## [Written task]
Copy every line of the items below, character for character, leaving out the pictures.

## [Supplied information]

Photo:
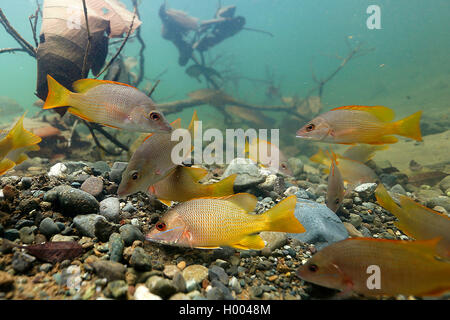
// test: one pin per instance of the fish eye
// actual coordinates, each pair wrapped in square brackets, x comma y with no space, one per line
[161,226]
[310,127]
[154,116]
[313,268]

## [Answer in full]
Photo:
// test: one pin per instance of the fish eye
// actual coordinates, each pair wrapped in square brackets, x comma y with no space, one per line
[161,226]
[310,127]
[154,116]
[313,268]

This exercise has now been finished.